(Picture shape labeling items)
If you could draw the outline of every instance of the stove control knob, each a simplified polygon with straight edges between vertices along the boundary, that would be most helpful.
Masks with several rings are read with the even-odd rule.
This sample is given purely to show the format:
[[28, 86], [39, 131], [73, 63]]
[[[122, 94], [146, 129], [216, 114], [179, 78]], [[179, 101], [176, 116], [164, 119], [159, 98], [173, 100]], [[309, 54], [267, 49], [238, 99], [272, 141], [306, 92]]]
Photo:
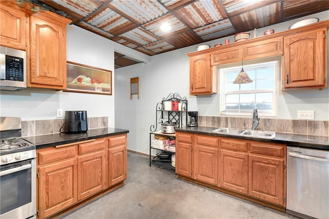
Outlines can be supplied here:
[[16, 155], [16, 157], [15, 157], [15, 158], [17, 160], [22, 160], [24, 157], [25, 157], [25, 153], [20, 153], [19, 154]]
[[2, 158], [1, 161], [4, 163], [8, 163], [11, 160], [11, 157], [10, 156], [5, 156]]

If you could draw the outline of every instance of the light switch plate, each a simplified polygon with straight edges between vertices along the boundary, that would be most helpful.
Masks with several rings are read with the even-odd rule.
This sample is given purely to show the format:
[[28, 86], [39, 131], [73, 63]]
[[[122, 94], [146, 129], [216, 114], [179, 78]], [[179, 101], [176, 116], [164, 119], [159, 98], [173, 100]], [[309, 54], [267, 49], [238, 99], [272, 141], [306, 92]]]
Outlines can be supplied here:
[[56, 110], [56, 117], [57, 118], [63, 117], [63, 109]]
[[298, 119], [314, 119], [314, 111], [299, 110], [298, 113]]

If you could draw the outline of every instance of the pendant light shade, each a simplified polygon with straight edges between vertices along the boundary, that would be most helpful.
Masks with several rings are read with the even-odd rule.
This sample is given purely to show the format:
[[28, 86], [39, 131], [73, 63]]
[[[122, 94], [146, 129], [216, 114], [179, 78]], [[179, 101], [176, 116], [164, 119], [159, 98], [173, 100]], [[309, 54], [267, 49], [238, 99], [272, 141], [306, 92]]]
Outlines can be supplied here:
[[243, 70], [243, 62], [242, 63], [242, 68], [239, 74], [237, 74], [235, 80], [233, 82], [233, 84], [246, 84], [247, 83], [251, 83], [252, 80], [250, 79], [247, 73]]

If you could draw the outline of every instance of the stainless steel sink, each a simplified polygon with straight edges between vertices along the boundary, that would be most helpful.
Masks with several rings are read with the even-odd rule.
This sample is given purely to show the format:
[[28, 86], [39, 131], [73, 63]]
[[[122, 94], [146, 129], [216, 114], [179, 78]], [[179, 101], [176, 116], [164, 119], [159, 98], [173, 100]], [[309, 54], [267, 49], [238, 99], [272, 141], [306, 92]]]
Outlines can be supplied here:
[[276, 137], [275, 132], [258, 130], [245, 130], [234, 128], [220, 127], [212, 131], [211, 132], [255, 138], [275, 138]]
[[234, 128], [219, 128], [212, 131], [218, 133], [231, 134], [232, 135], [239, 135], [244, 132], [245, 130]]
[[257, 130], [246, 130], [245, 132], [242, 133], [242, 135], [251, 137], [266, 137], [269, 138], [275, 138], [276, 137], [275, 132]]

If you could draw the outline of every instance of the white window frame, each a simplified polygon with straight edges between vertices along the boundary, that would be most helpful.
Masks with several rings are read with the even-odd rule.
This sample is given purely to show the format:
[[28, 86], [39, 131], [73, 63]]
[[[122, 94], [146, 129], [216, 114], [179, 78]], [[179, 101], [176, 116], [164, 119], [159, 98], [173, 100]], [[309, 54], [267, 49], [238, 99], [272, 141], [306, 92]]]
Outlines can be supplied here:
[[221, 103], [221, 107], [220, 107], [220, 114], [223, 115], [234, 115], [234, 116], [250, 116], [250, 113], [233, 113], [233, 112], [228, 112], [225, 111], [225, 106], [226, 106], [226, 94], [255, 94], [258, 93], [264, 93], [264, 92], [273, 92], [273, 112], [271, 114], [268, 113], [264, 113], [262, 112], [261, 111], [258, 111], [259, 115], [260, 116], [266, 116], [266, 117], [276, 117], [277, 115], [277, 109], [278, 109], [278, 105], [277, 105], [277, 96], [279, 92], [278, 89], [278, 81], [279, 76], [281, 74], [281, 61], [278, 58], [270, 58], [268, 59], [263, 60], [253, 60], [251, 62], [248, 62], [248, 63], [251, 63], [252, 64], [245, 64], [244, 63], [243, 68], [245, 71], [247, 71], [250, 69], [254, 69], [255, 66], [259, 66], [260, 67], [266, 67], [268, 66], [274, 66], [275, 67], [275, 72], [274, 72], [274, 86], [273, 89], [262, 89], [262, 90], [257, 90], [257, 92], [255, 92], [255, 90], [243, 90], [237, 91], [237, 92], [228, 92], [225, 93], [225, 74], [226, 73], [229, 73], [232, 72], [240, 72], [241, 70], [241, 63], [235, 63], [234, 65], [229, 65], [228, 66], [227, 66], [227, 65], [223, 65], [222, 66], [220, 66], [218, 67], [218, 71], [220, 74], [220, 102]]

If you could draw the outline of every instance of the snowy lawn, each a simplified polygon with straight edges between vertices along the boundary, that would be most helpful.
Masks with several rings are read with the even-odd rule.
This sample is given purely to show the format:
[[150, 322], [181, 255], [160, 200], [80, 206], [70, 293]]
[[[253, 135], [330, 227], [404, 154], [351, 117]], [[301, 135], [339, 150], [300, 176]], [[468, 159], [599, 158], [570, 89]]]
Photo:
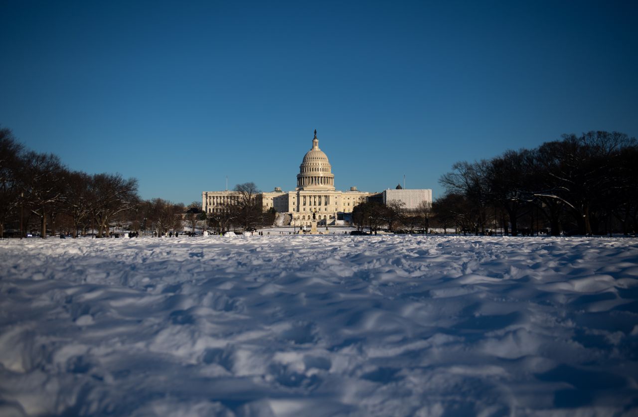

- [Given exercise]: Convert all the items above into a Markdown table with the columns "Row" and "Line", giving each non-blank line its own numbered row. Leave out blank lines and the pictures.

- [Solution to this problem]:
| Row | Line |
|---|---|
| 1 | If you could draw the outline of every instance of the stove control knob, each a simplified polygon with straight edges between vertices along the boundary, that would be most helpful. |
| 2 | Masks with several rings are read with the even-odd rule. |
| 3 | This sample is given purely to show the format: |
| 4 | [[28, 86], [39, 131], [73, 63]] |
| 5 | [[[122, 94], [146, 129], [216, 114], [179, 78]], [[179, 101], [176, 116], [164, 119], [159, 98], [173, 100]], [[309, 54], [267, 49], [238, 99], [272, 141], [306, 92]]] |
| 6 | Photo: |
| 7 | Outlines can be supplied here: |
| 8 | [[16, 155], [16, 157], [15, 157], [15, 158], [17, 160], [22, 160], [24, 157], [25, 157], [25, 153], [20, 153], [19, 154]] |
| 9 | [[2, 158], [1, 161], [4, 163], [8, 163], [11, 160], [11, 157], [10, 156], [5, 156]] |
| 10 | If you could draw the outline of every instance of the light switch plate, each a simplified polygon with straight edges between vertices along the boundary, that would be most helpful. |
| 11 | Masks with several rings are read with the even-odd rule. |
| 12 | This sample is given purely to show the format: |
| 13 | [[28, 86], [39, 131], [73, 63]] |
| 14 | [[[122, 94], [146, 129], [216, 114], [179, 78]], [[179, 101], [176, 116], [164, 119], [159, 98], [173, 100]], [[309, 54], [267, 49], [238, 99], [272, 141], [306, 92]]] |
| 15 | Outlines can be supplied here: |
| 16 | [[56, 110], [56, 117], [57, 118], [63, 117], [63, 109]] |
| 17 | [[298, 119], [314, 119], [314, 111], [299, 110], [298, 113]] |
| 18 | If you could draw the outline of every instance of the pendant light shade, each a simplified polygon with straight edges between vertices along the boundary, that would be most helpful. |
| 19 | Masks with several rings are read with the even-odd rule. |
| 20 | This sample is given purely to show the format: |
| 21 | [[28, 86], [39, 131], [73, 63]] |
| 22 | [[[122, 94], [146, 129], [216, 114], [179, 78]], [[179, 101], [176, 116], [164, 119], [159, 98], [173, 100]], [[309, 54], [267, 49], [238, 99], [272, 141], [306, 92]]] |
| 23 | Outlines can be supplied here: |
| 24 | [[243, 70], [243, 62], [242, 63], [242, 68], [239, 74], [237, 74], [235, 80], [233, 82], [233, 84], [246, 84], [247, 83], [251, 83], [252, 80], [250, 79], [247, 73]] |
| 25 | If you could draw the outline of every instance of the stainless steel sink, each a simplified polygon with straight edges between vertices along the boundary, that would be most helpful. |
| 26 | Masks with several rings are read with the even-odd rule. |
| 27 | This sample is given purely to show the format: |
| 28 | [[28, 86], [39, 131], [73, 63]] |
| 29 | [[[122, 94], [146, 129], [216, 114], [179, 78]], [[179, 101], [176, 116], [164, 119], [159, 98], [173, 100]], [[309, 54], [267, 49], [238, 99], [272, 141], [306, 92]]] |
| 30 | Outlines can be supplied here: |
| 31 | [[276, 137], [275, 132], [258, 130], [245, 130], [234, 128], [220, 127], [212, 131], [211, 132], [255, 138], [275, 138]] |
| 32 | [[234, 128], [219, 128], [212, 131], [218, 133], [231, 134], [232, 135], [239, 135], [244, 132], [245, 130]] |
| 33 | [[257, 130], [246, 130], [245, 132], [242, 133], [242, 135], [251, 137], [266, 137], [269, 138], [275, 138], [276, 137], [275, 132]] |
| 34 | If you could draw the outline of every instance of the white window frame, each a simplified polygon with straight edges between vertices along the boundary, that would be most helpful. |
| 35 | Masks with several rings are read with the even-odd rule. |
| 36 | This sample is given purely to show the format: |
| 37 | [[28, 86], [39, 131], [73, 63]] |
| 38 | [[[122, 94], [146, 129], [216, 114], [179, 78]], [[179, 101], [176, 116], [164, 119], [159, 98], [173, 100]], [[309, 54], [267, 49], [238, 99], [272, 141], [306, 92]]] |
| 39 | Outlines can be supplied here: |
| 40 | [[221, 103], [221, 107], [220, 107], [220, 114], [223, 115], [234, 115], [234, 116], [250, 116], [250, 113], [233, 113], [233, 112], [228, 112], [225, 111], [225, 106], [226, 106], [226, 94], [255, 94], [258, 93], [264, 93], [264, 92], [273, 92], [273, 112], [271, 114], [268, 113], [264, 113], [262, 112], [261, 111], [258, 111], [259, 115], [260, 116], [266, 116], [266, 117], [276, 117], [277, 115], [277, 109], [278, 109], [278, 105], [277, 105], [277, 96], [279, 92], [278, 89], [278, 81], [279, 76], [281, 74], [281, 61], [278, 58], [270, 58], [268, 59], [263, 60], [253, 60], [251, 62], [248, 62], [248, 63], [251, 63], [252, 64], [245, 64], [244, 63], [243, 68], [245, 71], [247, 71], [250, 69], [254, 69], [255, 66], [259, 66], [260, 67], [266, 67], [268, 66], [274, 66], [275, 67], [275, 72], [274, 72], [274, 86], [273, 89], [262, 89], [262, 90], [257, 90], [257, 92], [255, 92], [255, 90], [243, 90], [237, 91], [237, 92], [228, 92], [225, 93], [225, 74], [226, 73], [229, 73], [232, 72], [240, 72], [241, 70], [241, 63], [235, 63], [234, 65], [229, 65], [228, 66], [227, 66], [227, 65], [223, 65], [222, 66], [220, 66], [218, 67], [218, 71], [220, 74], [220, 102]] |
| 41 | If you could draw the outline of every instance of the snowy lawn, each a simplified polygon with straight edges between vertices along the boundary, that would be most helpful. |
| 42 | Masks with several rings are read with the even-odd rule. |
| 43 | This sample is given purely to show the format: |
| 44 | [[150, 322], [181, 255], [160, 200], [80, 206], [70, 293]] |
| 45 | [[[253, 135], [330, 227], [404, 154], [351, 117]], [[301, 135], [339, 150], [300, 176]], [[468, 159], [599, 158], [570, 89]]] |
| 46 | Photo: |